CONSIGNE ÉCRITE: Dans l'extrait ci-dessous sur la déclaration publique de patrimoine, relevez toutes les personnes que, selon l'auteur, on a entendues à cette occasion.

PASSAGE EXTRAIT:

La journée d’hier a été particulièrement fertile en débats fumeux qui sont autant d’écrans de fumée empêchant de voir le vrai scandale : la connivence absolue et générale entre les sphères politique et économique qui permettent à certains secteurs de celle-ci de s’assurer des bénéfices exorbitants et à celle-là des retours en emplois surpayés et des financements faramineux (15 millions pour le seul Cahuzac multipliés par combien de Cahuzac ?).
Les médias ont fait des choux gras de la grande vogue du moment : la déclaration publique de patrimoine. Qui a-t-on entendu à cette occasion ? Trois novices en politique dont on ne pouvait pas s’attendre à ce qu’ils se déclarent multimillionnaires : les ministres Najat Vallaud-Belkacem, Cécile Duflot et Pascal Canfin ; deux jeunes loups aux dents longues, Laurent Wauquiez et Bruno Le Maire. Or, si le patrimoine des premiers cités paraît conforme à leur ancienneté dans la carrière, celui déclaré des deux ministres de Sarkozy relève du mensonge éhonté. Il paraît complètement farfelu, en effet, que des membres de cabinets ministériels dès leur sortie de l’ENA, devenus députés puis ministres sans discontinuer depuis 2007 n’aient pas réussi, en 15 ans, à se constituer un patrimoine supérieur à 1 M€. Celui déclaré par Le Maire, 250 000 €, soit deux fois moins que Pascal Canfin, de 5 ans son cadet et simple député européen devenu ministre il y a un an, relève carrément du foutage de g… Mais passons !

LIGNES:

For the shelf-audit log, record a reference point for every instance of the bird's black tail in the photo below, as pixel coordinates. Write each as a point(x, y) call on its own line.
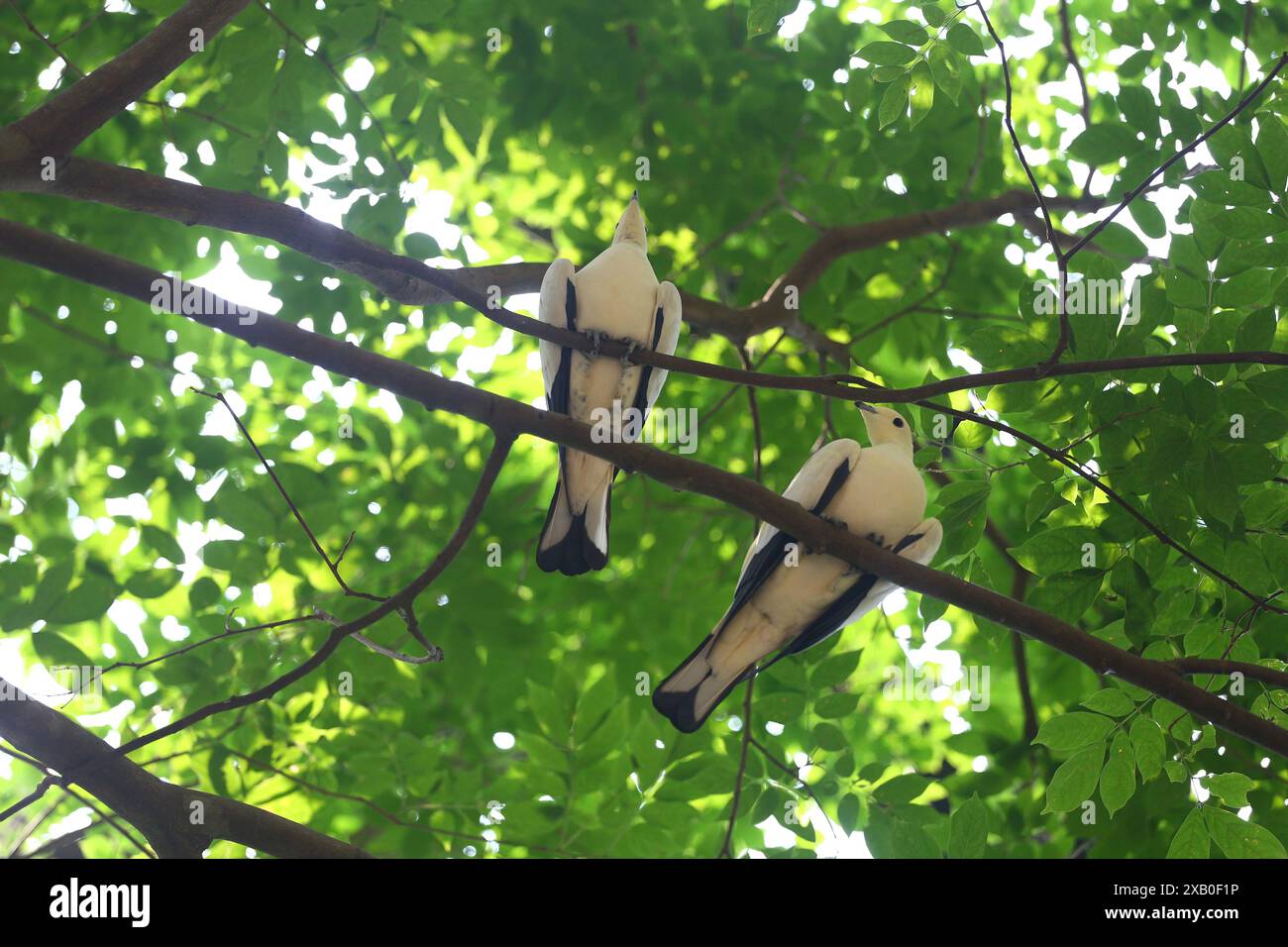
point(694, 689)
point(566, 544)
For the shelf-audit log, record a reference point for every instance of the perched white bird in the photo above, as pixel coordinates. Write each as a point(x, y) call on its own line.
point(618, 296)
point(790, 598)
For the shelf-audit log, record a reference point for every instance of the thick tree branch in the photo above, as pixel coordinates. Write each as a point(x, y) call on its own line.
point(52, 253)
point(411, 282)
point(65, 120)
point(415, 283)
point(510, 418)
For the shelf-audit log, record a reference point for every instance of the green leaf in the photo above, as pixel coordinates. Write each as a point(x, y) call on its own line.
point(1232, 788)
point(901, 789)
point(153, 583)
point(1117, 784)
point(1072, 731)
point(1273, 149)
point(934, 16)
point(921, 93)
point(1103, 145)
point(849, 812)
point(86, 602)
point(887, 53)
point(1061, 549)
point(162, 544)
point(894, 102)
point(967, 830)
point(945, 68)
point(1067, 595)
point(421, 247)
point(1190, 839)
point(1149, 746)
point(1076, 780)
point(1111, 701)
point(835, 669)
point(828, 736)
point(1239, 839)
point(54, 651)
point(836, 705)
point(764, 16)
point(906, 31)
point(965, 40)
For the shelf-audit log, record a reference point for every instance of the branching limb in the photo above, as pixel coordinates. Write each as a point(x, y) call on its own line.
point(56, 127)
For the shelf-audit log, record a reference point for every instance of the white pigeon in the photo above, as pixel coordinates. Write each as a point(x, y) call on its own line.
point(790, 598)
point(618, 296)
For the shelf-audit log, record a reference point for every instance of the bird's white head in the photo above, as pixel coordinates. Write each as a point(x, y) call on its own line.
point(630, 227)
point(887, 425)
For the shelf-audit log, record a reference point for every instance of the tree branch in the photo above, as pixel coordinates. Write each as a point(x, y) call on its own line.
point(509, 418)
point(162, 812)
point(67, 119)
point(411, 282)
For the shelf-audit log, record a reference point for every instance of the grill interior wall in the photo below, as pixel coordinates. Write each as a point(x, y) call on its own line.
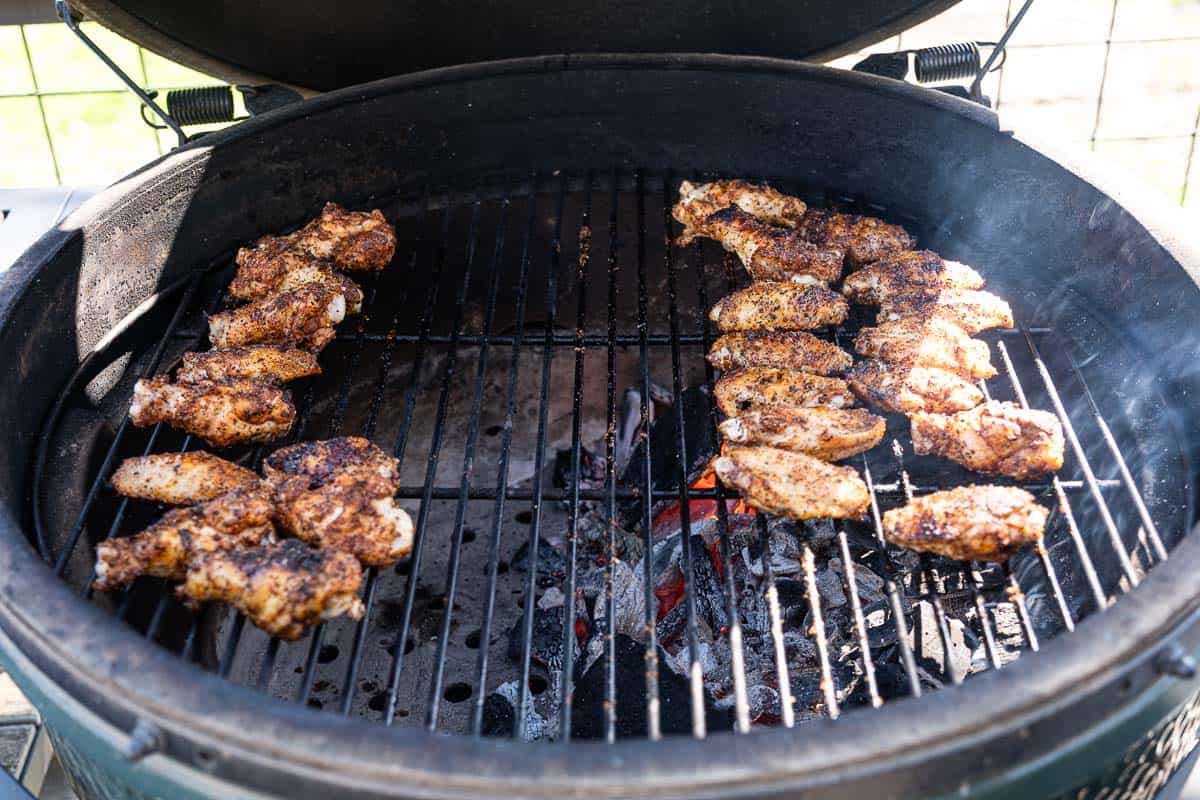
point(485, 288)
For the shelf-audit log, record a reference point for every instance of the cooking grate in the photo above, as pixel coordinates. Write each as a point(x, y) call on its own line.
point(478, 355)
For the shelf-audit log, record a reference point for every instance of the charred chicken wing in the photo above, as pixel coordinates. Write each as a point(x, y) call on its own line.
point(774, 305)
point(352, 511)
point(779, 349)
point(971, 523)
point(760, 388)
point(281, 588)
point(904, 390)
point(263, 362)
point(791, 483)
point(222, 414)
point(238, 519)
point(181, 477)
point(912, 274)
point(996, 438)
point(825, 433)
point(927, 343)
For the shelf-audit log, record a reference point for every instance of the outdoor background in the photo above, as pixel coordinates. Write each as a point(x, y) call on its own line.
point(1116, 77)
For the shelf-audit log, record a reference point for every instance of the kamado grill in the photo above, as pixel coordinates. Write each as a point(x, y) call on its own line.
point(534, 356)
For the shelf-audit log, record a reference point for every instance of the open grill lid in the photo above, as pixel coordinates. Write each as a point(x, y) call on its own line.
point(319, 46)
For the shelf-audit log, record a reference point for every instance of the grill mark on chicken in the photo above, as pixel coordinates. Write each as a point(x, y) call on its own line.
point(281, 588)
point(779, 349)
point(970, 523)
point(829, 434)
point(180, 479)
point(904, 390)
point(759, 388)
point(223, 414)
point(997, 438)
point(783, 306)
point(912, 274)
point(791, 483)
point(263, 362)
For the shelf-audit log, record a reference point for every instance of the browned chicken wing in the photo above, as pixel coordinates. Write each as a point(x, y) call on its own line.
point(825, 433)
point(996, 438)
point(791, 483)
point(761, 388)
point(904, 390)
point(263, 362)
point(927, 343)
point(352, 511)
point(785, 306)
point(779, 349)
point(917, 272)
point(181, 477)
point(223, 414)
point(971, 523)
point(281, 588)
point(971, 311)
point(769, 253)
point(322, 459)
point(238, 519)
point(864, 239)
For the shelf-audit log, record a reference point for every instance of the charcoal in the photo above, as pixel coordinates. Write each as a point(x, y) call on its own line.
point(675, 698)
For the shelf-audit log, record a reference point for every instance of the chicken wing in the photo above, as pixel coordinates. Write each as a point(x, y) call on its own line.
point(911, 274)
point(864, 239)
point(352, 511)
point(927, 343)
point(322, 459)
point(792, 485)
point(222, 414)
point(263, 362)
point(768, 253)
point(971, 523)
point(774, 305)
point(304, 317)
point(761, 388)
point(697, 200)
point(180, 477)
point(281, 588)
point(779, 349)
point(901, 389)
point(971, 311)
point(237, 519)
point(996, 438)
point(825, 433)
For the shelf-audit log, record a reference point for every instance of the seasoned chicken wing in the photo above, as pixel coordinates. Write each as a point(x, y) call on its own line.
point(237, 519)
point(322, 459)
point(792, 485)
point(911, 274)
point(769, 253)
point(263, 362)
point(927, 343)
point(780, 349)
point(903, 389)
point(773, 305)
point(971, 523)
point(352, 511)
point(281, 588)
point(971, 311)
point(697, 200)
point(223, 414)
point(761, 388)
point(825, 433)
point(304, 317)
point(864, 239)
point(996, 438)
point(181, 477)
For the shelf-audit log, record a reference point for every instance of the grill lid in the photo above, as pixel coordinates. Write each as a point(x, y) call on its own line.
point(323, 46)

RÉPONSE ATTENDUE:
Najat Vallaud-Belkacem
Cécile Duflot
Pascal Canfin
Laurent Wauquiez
Bruno Le Maire